[Referring expression data]
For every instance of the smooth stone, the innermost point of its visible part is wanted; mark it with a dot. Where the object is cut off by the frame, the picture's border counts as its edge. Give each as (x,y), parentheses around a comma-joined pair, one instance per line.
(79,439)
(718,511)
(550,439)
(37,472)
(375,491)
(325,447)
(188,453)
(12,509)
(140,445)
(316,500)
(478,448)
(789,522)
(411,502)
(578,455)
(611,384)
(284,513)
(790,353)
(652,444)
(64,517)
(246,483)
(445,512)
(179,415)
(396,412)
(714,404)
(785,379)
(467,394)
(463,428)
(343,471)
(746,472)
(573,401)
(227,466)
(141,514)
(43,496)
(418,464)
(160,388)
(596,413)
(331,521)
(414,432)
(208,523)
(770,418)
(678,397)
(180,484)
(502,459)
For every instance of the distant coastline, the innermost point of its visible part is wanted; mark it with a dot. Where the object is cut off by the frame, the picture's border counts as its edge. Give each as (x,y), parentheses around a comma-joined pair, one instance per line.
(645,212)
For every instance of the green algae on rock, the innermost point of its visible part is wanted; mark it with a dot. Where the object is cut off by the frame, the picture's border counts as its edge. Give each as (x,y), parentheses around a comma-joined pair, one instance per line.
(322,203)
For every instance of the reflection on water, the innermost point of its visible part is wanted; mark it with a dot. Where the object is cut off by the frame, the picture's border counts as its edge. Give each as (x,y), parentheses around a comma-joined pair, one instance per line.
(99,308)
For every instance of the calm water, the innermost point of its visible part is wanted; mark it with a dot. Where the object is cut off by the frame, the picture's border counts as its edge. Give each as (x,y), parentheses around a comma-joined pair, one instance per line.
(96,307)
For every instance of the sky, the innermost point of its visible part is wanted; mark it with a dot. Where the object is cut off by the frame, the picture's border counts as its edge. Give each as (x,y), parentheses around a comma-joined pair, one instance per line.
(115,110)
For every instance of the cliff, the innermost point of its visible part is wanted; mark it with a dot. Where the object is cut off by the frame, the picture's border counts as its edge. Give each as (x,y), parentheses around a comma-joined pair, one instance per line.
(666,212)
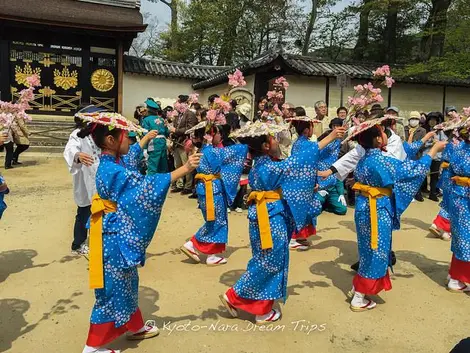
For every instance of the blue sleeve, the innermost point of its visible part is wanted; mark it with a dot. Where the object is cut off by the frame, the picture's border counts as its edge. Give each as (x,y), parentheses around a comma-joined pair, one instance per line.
(412,149)
(132,159)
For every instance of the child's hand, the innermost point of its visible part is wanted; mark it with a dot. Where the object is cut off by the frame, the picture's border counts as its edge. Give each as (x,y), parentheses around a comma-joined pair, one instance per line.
(193,161)
(85,159)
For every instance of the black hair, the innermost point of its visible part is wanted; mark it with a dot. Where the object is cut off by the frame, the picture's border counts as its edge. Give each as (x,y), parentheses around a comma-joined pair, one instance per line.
(336,121)
(300,126)
(79,123)
(233,103)
(340,109)
(183,98)
(212,98)
(196,106)
(99,132)
(154,111)
(255,144)
(299,111)
(366,139)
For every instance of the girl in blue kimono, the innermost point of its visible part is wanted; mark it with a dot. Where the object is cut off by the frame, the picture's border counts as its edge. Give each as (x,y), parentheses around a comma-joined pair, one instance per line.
(3,191)
(458,206)
(385,188)
(278,204)
(216,187)
(441,225)
(125,214)
(326,152)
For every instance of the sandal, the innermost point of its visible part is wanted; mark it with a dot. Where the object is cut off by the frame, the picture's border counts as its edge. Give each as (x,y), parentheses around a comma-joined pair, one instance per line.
(271,317)
(190,253)
(369,306)
(150,330)
(231,309)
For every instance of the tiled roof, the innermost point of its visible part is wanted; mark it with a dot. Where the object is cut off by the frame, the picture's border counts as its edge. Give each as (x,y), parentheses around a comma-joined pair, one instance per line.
(209,76)
(170,69)
(71,13)
(310,66)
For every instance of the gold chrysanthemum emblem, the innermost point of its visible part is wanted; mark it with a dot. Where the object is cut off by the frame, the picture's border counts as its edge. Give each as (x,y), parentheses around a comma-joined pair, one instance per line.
(102,80)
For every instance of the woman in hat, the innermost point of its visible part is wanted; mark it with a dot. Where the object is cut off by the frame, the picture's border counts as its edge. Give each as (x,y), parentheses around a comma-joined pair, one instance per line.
(277,203)
(157,148)
(385,188)
(459,212)
(125,213)
(216,186)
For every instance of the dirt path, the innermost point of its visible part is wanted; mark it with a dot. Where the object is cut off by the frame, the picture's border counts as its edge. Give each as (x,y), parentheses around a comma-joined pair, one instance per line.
(45,302)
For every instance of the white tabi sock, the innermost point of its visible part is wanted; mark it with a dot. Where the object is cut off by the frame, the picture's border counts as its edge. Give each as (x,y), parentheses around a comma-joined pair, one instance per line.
(358,300)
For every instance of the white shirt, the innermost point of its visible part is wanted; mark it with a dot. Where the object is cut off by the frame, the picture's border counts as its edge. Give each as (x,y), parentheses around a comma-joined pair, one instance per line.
(84,186)
(348,162)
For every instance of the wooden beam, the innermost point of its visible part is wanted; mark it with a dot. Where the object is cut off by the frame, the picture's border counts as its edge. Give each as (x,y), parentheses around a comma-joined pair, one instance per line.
(444,98)
(120,63)
(327,91)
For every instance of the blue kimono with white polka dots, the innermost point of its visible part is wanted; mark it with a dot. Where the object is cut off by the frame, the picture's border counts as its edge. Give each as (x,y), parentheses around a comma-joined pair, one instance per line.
(126,233)
(3,205)
(228,162)
(266,274)
(307,206)
(377,170)
(444,182)
(459,203)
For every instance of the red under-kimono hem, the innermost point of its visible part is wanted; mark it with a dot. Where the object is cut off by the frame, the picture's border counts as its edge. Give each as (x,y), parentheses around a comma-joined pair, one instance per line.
(208,248)
(255,307)
(442,223)
(102,334)
(305,232)
(460,270)
(372,286)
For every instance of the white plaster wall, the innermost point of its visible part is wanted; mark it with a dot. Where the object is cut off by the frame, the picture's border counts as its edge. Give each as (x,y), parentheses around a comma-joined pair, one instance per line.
(335,94)
(137,88)
(423,98)
(304,91)
(458,97)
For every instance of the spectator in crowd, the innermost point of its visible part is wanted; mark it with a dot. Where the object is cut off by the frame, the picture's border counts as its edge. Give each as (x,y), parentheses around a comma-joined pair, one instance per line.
(433,119)
(400,128)
(261,107)
(342,113)
(449,110)
(414,132)
(20,134)
(140,113)
(185,120)
(157,147)
(321,110)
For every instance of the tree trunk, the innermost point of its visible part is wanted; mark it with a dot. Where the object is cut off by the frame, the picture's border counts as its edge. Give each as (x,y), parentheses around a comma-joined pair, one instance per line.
(363,35)
(311,24)
(432,43)
(391,32)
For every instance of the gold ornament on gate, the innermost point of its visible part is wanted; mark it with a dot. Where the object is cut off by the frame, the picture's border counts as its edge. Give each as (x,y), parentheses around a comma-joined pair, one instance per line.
(22,74)
(102,80)
(65,79)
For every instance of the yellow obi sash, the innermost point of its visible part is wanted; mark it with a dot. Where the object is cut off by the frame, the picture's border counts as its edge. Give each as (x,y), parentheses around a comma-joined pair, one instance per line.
(98,208)
(262,198)
(461,181)
(373,194)
(207,179)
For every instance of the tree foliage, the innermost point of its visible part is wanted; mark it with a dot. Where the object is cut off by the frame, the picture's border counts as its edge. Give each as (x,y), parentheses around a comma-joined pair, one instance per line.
(429,37)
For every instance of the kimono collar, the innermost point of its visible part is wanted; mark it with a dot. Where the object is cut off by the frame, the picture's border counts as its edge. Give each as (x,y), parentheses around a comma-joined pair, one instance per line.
(373,152)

PROBLEM STATEMENT
The data must come back word for word, with every picture removed.

RESPONSE BOX
For every instance of the smooth stone, the innermost point of its visible part is wanted; mark it with a dot. Where the object is cut off by the frame, the picture's border counts as its edge. Give each as (x,y), parentheses around a comma-joined pair, one instance per line.
(79,439)
(718,511)
(550,439)
(37,472)
(375,491)
(325,447)
(188,453)
(12,509)
(140,445)
(316,500)
(478,448)
(789,522)
(411,502)
(578,455)
(611,384)
(284,513)
(790,353)
(652,444)
(64,517)
(246,483)
(445,512)
(179,415)
(396,412)
(714,404)
(785,379)
(467,394)
(463,428)
(343,471)
(746,472)
(573,401)
(227,466)
(141,514)
(43,496)
(418,464)
(160,388)
(596,413)
(331,521)
(414,432)
(208,523)
(770,418)
(678,397)
(180,484)
(502,459)
For every instance of the distant coastline, the innermost point of its visible part is wanted; mark it with a dot. Where the object is cut off by the frame, the picture's border counts as its edge. Give each as (x,y), parentheses around a comma-joined pair, one instance per line.
(645,212)
For every instance of the green algae on rock, the innermost point of its visible part is wanted; mark it with a dot. Where the object is cut off by the frame, the picture's border counts as its edge. Give each as (x,y), parentheses around a comma-joined pair, one instance per line.
(322,203)
For every instance of the reflection on water, the innermost point of its visible part is wanted; mark it with a dot. Where the object is cut off by the frame, the picture's border counts as its edge. Give each as (x,y), parentheses around a comma-joined pair, one instance per line.
(99,308)
For every instance of the calm water, the innermost point of its visible part is wanted; mark it with a dot. Where the object is cut off by the frame, the picture's border counts as its edge. Give each as (x,y), parentheses around a comma-joined pair, one instance per line.
(96,307)
For every instance of the sky, the innermost point of its visible part is wanted; mark it with a dot. Where the object is cut off by the frame, the picture's border counts as its edge. Give each as (x,y), parentheses around a comma-joined pair, one instance per line.
(115,110)
For every instance of the cliff, the innermost point of its visible part is wanted; mark it with a dot. Where the object is cut off by the frame, the picture's border counts as its edge. Give each as (x,y), parentheses around a comma-joined pair, one instance per line.
(666,212)
For every instance of the blue sleeve, the innermost point of its visible part is wanted; mark it with a dot. Where the object is cut off by the frame, the picture's border counts as its edge. Give each as (x,y), parentheses around a comma-joined pair, one instance per line.
(412,149)
(132,159)
For every instance of the child's hand, the innermost point of its visible part is wanted; mark it with a dot. Where the object is cut off by the frame, the picture's border counts as its edge. Give each as (x,y), parentheses around a comma-joined pair, one instance per line.
(193,161)
(85,159)
For every instance of the black hair, the innermost point of its visible part is wanted; mark it with a dot. Where the object is cut off by the frame, the picture's border counts as its edge. Give each as (x,y), parentheses around a comma-joined pair, one instance per line.
(336,121)
(300,126)
(79,123)
(233,103)
(340,109)
(183,98)
(212,98)
(196,106)
(99,132)
(154,111)
(255,144)
(299,111)
(366,139)
For every instance of the girl in blue kimono, the innermost point of its visible part is wanted; mark it with a dot. Where the object is cut off by the frame, the picture's border counts as its edge. Give each as (x,y), parentheses around a comma-joined pair, one instance per line.
(3,191)
(458,206)
(385,188)
(278,204)
(216,187)
(441,225)
(125,214)
(326,152)
For every instance of the sandal, the innermost point of its visible part is wanted; mark it with a dot. Where the object is cut off by the frame, the picture's border counts as its edge. Give each as (x,y), parentheses around a comma-joined pair, one instance per line.
(271,317)
(190,253)
(369,306)
(150,330)
(231,309)
For every instance of the tiled roof, the innermost point of its visible part is wanted; mark it with a dot. Where the object is cut off by the frame, the picture's border counts as its edge. Give each as (x,y), parentheses around a comma-joined pair, one instance per line.
(209,76)
(170,69)
(71,13)
(310,66)
For every instance of the gold chrysanthemum emblem, the innermost point of its visible part is wanted; mark it with a dot. Where the object is cut off by the frame, the picture's border counts as its edge. Give each as (x,y), parentheses around a comma-joined pair, one instance per line.
(102,80)
For every instance of the woman in hat, the innermost point of its visible part is wanted; mark it with a dot. Where the object is cut off by the frame, the picture's border counts as its edge. Give each as (x,y), parentheses around a comma-joined pair, one instance per line.
(277,203)
(157,148)
(385,188)
(459,212)
(125,213)
(216,186)
For every instance of the dirt path, the innermost point of its visible part is wanted; mark it with a dot. Where the object is cut off by the frame, the picture's border counts as its edge. Give each as (x,y), parentheses around a comma-joined pair, one instance per line.
(45,302)
For every instance of the white tabi sock, the innermost point of its visible part is wanted; mark it with a dot. Where the object is cut off by the frame, the picture's border counts as its edge. Give each as (x,y), parentheses around a comma-joined pair, one instance per line.
(358,300)
For every instance of the white shirt, the innermost point of its visible part is wanted; mark it with a dot. Where the object is cut off by the frame, the picture's border counts as its edge. Give each as (x,y), parentheses around a comma-joined pair, one instance per line.
(84,186)
(348,162)
For every instance of the wooden beam, the innermost point of its visible part is wanted; mark it with a dot. Where the object is cut off by the frame, the picture's border counts as its edge. Give each as (x,y), parentheses around a comma-joined pair, one instance per line.
(444,98)
(120,63)
(327,91)
For every instance of the blue kimono with white polka dots, the innermost point of its visible part is wanted; mark it with a dot. Where the object is cut off by the frame, the picture's border counts as its edge. Give each as (x,y), parentheses around a comma-joined pair, one instance per line.
(126,233)
(3,205)
(228,162)
(266,274)
(307,206)
(377,170)
(444,182)
(459,203)
For every instance of the red under-kimono hem, the innermost point of its visible part is wanted; mark it with a dot. Where the object is cut off by the frame, the picture's border counts as its edge. Give each as (x,y), parentheses around a comma-joined pair, one instance per line.
(208,248)
(255,307)
(442,223)
(102,334)
(305,232)
(460,270)
(372,286)
For every instance of the white plaster wall, the innermost point of its visible part is wanted; mark it with a dot. Where the object is cut off by the frame, the picture's border counts as its edge. Give each as (x,y), parentheses around a comma-joined pair, one instance per line.
(335,94)
(137,88)
(423,98)
(304,91)
(458,97)
For every instance of the spectator in crowd, the innermost point of its visible part is wanted; mark it with a dot. Where the object is cut off by the frame, the picture's border counts as its edge. Give each as (x,y), parentheses around a comma-joined pair, one instance per line.
(433,119)
(400,128)
(261,107)
(342,113)
(449,110)
(414,132)
(20,134)
(140,113)
(185,120)
(157,147)
(321,110)
For every instance of the tree trunk, the innermost point of its visible part is wanted; mark it with a dot. Where the object is cut off by the frame, the picture's border counts as its edge. Give each as (x,y), parentheses around a comma-joined pair, one instance per line.
(363,35)
(311,24)
(432,43)
(391,32)
For every instance of the gold ornament on gate, the innermost point of its visible part is wanted; mark it with a dot. Where the object is cut off by the frame, the picture's border counts as its edge. Give each as (x,y), parentheses around a comma-joined pair, one instance per line.
(22,74)
(102,80)
(65,79)
For every instance of the yellow obi sash, the innermost point of its visible part is wanted; mark it with a dot. Where the object is cut off by the frame, the picture's border counts as its edge. Give each as (x,y), parentheses around a comma-joined pair, one instance per line.
(98,208)
(262,198)
(461,181)
(373,194)
(207,179)
For every instance of the tree foliage, the innermost point of its visible part is wanted; mark it with a dot. Where the object is cut off by the frame, the picture's border counts as its edge. Give each as (x,y), parentheses around a comma-joined pair, one instance per line.
(429,37)
For every instance of the kimono collar, the innermost point of its visible part is wanted; mark it with a dot. Where the object is cut off by the frame, the picture's border counts as its edge. Give each as (x,y), parentheses around a comma-joined pair, one instance per line.
(373,152)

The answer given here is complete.